• **WHAT YOU NEED TO DO**:
Go through the material below and copy each line where the word "wall" appears.

Top of EXTRACTED ENTRIES

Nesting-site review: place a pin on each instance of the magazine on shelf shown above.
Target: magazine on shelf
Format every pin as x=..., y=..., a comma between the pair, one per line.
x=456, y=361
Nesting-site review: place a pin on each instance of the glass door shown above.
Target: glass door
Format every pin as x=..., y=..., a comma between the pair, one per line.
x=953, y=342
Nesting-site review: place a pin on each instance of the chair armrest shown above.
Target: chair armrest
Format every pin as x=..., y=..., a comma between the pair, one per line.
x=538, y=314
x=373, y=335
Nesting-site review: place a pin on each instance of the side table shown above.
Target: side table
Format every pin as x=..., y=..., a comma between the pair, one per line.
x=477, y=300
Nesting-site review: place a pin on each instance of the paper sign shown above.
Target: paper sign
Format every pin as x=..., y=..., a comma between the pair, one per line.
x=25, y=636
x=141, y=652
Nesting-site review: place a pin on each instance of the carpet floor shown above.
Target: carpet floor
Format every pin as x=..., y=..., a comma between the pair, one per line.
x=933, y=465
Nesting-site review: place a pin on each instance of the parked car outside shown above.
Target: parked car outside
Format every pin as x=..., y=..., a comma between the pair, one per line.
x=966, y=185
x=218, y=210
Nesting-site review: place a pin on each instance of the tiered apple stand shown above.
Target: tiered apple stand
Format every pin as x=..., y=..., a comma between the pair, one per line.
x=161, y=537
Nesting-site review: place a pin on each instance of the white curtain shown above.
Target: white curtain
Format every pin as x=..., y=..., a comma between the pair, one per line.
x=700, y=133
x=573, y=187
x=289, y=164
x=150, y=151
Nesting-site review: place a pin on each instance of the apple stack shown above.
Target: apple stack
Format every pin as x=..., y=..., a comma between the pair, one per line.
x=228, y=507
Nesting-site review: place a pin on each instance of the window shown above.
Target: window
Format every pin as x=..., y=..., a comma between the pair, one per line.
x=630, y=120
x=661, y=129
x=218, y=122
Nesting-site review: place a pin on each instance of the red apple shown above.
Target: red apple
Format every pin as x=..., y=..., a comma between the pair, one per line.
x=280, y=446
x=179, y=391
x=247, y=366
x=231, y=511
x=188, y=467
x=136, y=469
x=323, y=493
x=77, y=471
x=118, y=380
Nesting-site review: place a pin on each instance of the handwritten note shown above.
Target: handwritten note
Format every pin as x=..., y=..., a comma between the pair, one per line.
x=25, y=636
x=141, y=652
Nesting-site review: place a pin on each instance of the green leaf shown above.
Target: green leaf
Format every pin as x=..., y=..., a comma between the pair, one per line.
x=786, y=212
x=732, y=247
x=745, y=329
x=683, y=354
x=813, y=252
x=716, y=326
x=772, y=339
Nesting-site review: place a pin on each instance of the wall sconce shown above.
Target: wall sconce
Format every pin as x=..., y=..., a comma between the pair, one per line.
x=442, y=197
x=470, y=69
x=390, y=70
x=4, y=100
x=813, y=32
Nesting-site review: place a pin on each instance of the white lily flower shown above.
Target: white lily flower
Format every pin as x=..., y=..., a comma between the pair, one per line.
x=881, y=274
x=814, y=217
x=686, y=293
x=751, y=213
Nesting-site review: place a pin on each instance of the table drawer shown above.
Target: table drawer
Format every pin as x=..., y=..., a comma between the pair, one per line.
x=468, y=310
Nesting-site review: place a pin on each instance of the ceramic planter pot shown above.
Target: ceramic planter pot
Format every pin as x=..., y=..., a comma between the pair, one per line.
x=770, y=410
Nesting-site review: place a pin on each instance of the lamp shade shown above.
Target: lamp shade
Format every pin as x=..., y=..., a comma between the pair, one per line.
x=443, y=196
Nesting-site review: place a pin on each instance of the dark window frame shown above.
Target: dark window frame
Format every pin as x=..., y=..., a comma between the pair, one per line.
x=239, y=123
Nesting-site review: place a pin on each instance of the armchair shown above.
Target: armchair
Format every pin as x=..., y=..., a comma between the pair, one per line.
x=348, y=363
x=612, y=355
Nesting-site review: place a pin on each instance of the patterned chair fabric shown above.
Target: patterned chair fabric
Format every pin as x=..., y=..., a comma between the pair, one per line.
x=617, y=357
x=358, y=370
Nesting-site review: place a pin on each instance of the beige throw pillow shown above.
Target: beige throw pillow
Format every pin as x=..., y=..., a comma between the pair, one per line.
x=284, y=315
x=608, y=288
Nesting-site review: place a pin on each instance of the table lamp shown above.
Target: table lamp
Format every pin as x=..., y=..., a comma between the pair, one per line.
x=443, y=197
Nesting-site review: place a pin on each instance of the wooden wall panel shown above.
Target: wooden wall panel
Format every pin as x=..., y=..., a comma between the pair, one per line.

Bottom of EXTRACTED ENTRIES

• **RESPONSE TO THE EXERCISE**:
Nesting-site review: place a pin on each instance of the wall sconce shown above.
Target: wall sconce
Nesting-site review: place a pin on each instance of the wooden wall panel shown above.
Target: wooden wall panel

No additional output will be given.